* [DATA IN THIS EXERCISE]
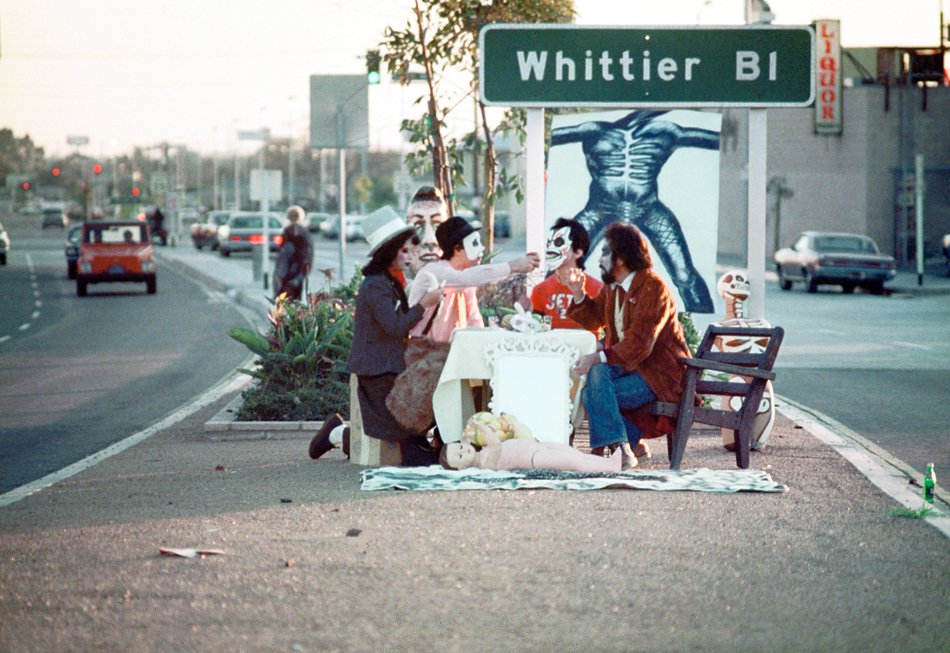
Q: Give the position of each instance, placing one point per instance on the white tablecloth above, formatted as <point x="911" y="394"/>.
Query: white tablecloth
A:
<point x="452" y="400"/>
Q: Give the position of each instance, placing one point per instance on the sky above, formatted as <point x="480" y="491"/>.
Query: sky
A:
<point x="130" y="72"/>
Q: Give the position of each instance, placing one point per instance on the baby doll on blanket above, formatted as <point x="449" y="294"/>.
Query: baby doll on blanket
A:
<point x="488" y="444"/>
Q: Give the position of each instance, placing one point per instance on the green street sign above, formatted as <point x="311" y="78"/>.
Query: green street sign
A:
<point x="524" y="65"/>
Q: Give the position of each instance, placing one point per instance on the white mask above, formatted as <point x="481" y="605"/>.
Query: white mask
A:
<point x="558" y="247"/>
<point x="473" y="246"/>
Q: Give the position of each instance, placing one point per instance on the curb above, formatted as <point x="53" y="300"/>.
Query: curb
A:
<point x="888" y="473"/>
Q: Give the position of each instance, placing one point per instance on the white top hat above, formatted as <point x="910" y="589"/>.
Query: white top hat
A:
<point x="382" y="225"/>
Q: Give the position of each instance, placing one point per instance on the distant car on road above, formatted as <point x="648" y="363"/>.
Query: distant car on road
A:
<point x="54" y="217"/>
<point x="205" y="233"/>
<point x="115" y="251"/>
<point x="243" y="230"/>
<point x="73" y="238"/>
<point x="4" y="245"/>
<point x="315" y="219"/>
<point x="847" y="260"/>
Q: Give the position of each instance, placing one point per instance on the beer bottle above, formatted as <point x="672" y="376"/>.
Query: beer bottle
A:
<point x="930" y="483"/>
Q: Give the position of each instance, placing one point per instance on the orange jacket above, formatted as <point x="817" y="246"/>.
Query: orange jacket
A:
<point x="653" y="339"/>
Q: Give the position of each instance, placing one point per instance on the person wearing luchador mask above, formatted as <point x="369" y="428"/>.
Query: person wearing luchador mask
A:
<point x="459" y="273"/>
<point x="567" y="247"/>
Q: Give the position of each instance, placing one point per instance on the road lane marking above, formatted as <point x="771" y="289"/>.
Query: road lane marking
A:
<point x="230" y="383"/>
<point x="910" y="345"/>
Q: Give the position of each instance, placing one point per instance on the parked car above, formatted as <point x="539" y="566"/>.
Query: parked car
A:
<point x="73" y="238"/>
<point x="4" y="245"/>
<point x="54" y="217"/>
<point x="115" y="251"/>
<point x="243" y="230"/>
<point x="847" y="260"/>
<point x="205" y="233"/>
<point x="354" y="227"/>
<point x="315" y="219"/>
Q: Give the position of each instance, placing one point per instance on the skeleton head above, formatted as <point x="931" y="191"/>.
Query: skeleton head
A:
<point x="733" y="284"/>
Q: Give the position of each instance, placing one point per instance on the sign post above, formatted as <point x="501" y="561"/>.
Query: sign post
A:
<point x="557" y="65"/>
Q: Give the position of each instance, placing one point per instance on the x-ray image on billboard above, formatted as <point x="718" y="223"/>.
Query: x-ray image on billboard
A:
<point x="658" y="170"/>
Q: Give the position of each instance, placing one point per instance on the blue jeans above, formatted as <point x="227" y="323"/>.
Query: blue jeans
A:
<point x="609" y="389"/>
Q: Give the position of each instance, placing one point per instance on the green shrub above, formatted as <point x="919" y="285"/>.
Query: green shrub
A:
<point x="301" y="366"/>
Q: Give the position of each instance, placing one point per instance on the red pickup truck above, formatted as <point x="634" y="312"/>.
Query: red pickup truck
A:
<point x="115" y="251"/>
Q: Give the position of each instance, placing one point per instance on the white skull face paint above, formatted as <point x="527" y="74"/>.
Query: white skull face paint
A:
<point x="426" y="216"/>
<point x="559" y="247"/>
<point x="473" y="246"/>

* [PROBLEM DETAILS] When you repeat the records, reproduce each line exactly and drop the images.

* [COMPLETED TASK]
Q: Give the position of each instance, placing one point per instance on the white tablecloth above, formatted as <point x="911" y="394"/>.
Query: white tablecloth
A:
<point x="452" y="400"/>
Q: Give the position of each instance, placing one point per instance on the sky above, formatted as <point x="480" y="491"/>.
Query: sky
A:
<point x="130" y="72"/>
Q: Give the position of each instance, placing one point per instance on the baby doll on blanket above, formatted as <point x="449" y="294"/>.
Query: baby doll on blanket
A:
<point x="488" y="444"/>
Q: Give the position of each instance, placing one point per instance on the green street sign above, formatted as <point x="311" y="78"/>.
Query: green street sign
A:
<point x="524" y="65"/>
Q: Give the position of each instance, placing one point per instance on the white mask above, formatted as <point x="481" y="605"/>.
Query: white mask
A:
<point x="558" y="247"/>
<point x="473" y="246"/>
Q: Give the position of each instance, placing one point per instance on the curb above, formatted as <point x="53" y="300"/>.
Query: curb
A:
<point x="888" y="473"/>
Q: Give the position of each instance, placing one point per instance on the white top hat above, formatted as <point x="910" y="589"/>.
Query: white top hat
A:
<point x="382" y="225"/>
Q: Give the position of each instance, placing one point per instance on the distant car on road above, formatted as <point x="648" y="363"/>.
Query: distant car on road
A:
<point x="54" y="217"/>
<point x="205" y="233"/>
<point x="115" y="251"/>
<point x="243" y="230"/>
<point x="73" y="238"/>
<point x="4" y="245"/>
<point x="315" y="219"/>
<point x="847" y="260"/>
Q: Give the position of each instance, placing one point per instance on the beer bottle above, formatted as <point x="672" y="376"/>.
Query: beer bottle
A:
<point x="930" y="483"/>
Q: Give the position of each instance, placing one point per instance on the orange jacket above, formatted as <point x="817" y="246"/>.
Query: orange jacket
A:
<point x="653" y="339"/>
Q: Give the position of each instance, placing one point per instance on the person wearing luchador mask above, formatted as <point x="369" y="428"/>.
Query: person wearing luchador mask
A:
<point x="459" y="273"/>
<point x="567" y="247"/>
Q: Give the position of each instance, placing one point per instance on the road lane marking above, formatted as <point x="771" y="289"/>.
Query: road lane marking
A:
<point x="230" y="383"/>
<point x="910" y="345"/>
Q: Give the position of each instance, placing one point per instance on the parked car above, formatted as <point x="539" y="566"/>.
Query: parked car
A:
<point x="73" y="238"/>
<point x="4" y="245"/>
<point x="54" y="217"/>
<point x="115" y="251"/>
<point x="243" y="230"/>
<point x="847" y="260"/>
<point x="205" y="233"/>
<point x="354" y="227"/>
<point x="315" y="219"/>
Q: Give the position of each instance, placing one point per instance on the skeleton head above, formatted as <point x="931" y="191"/>.
Query: skeleton head
A:
<point x="733" y="284"/>
Q: Give the position of each instance, placing one point per instance on the sign post above, formatted as <point x="501" y="561"/>.
Query: sign post
A:
<point x="557" y="65"/>
Q: Give the position of each instance, placing one point per instance on the x-ray image on billboard above, formatted as <point x="718" y="223"/>.
Query: x-ray image on billboard
A:
<point x="658" y="170"/>
Q: Give the position of each instance, placing one point per instance on the blue jeans above, formatted as <point x="227" y="323"/>.
Query: blue jeans
A:
<point x="609" y="389"/>
Q: Give the position of each instance, placing one point per instance on the green shrub above, formatted as <point x="919" y="285"/>.
Query: green shrub
A:
<point x="301" y="366"/>
Q: Give the position of each instance, placing one point per instance on the red pickup truck above, formatted as <point x="634" y="312"/>.
Query: red pickup truck
A:
<point x="115" y="251"/>
Q: Give the position of each instance, placing one point per instance on the white skull face paint above, formatted as <point x="527" y="74"/>.
Query: white skull face paint
A:
<point x="426" y="216"/>
<point x="559" y="247"/>
<point x="473" y="246"/>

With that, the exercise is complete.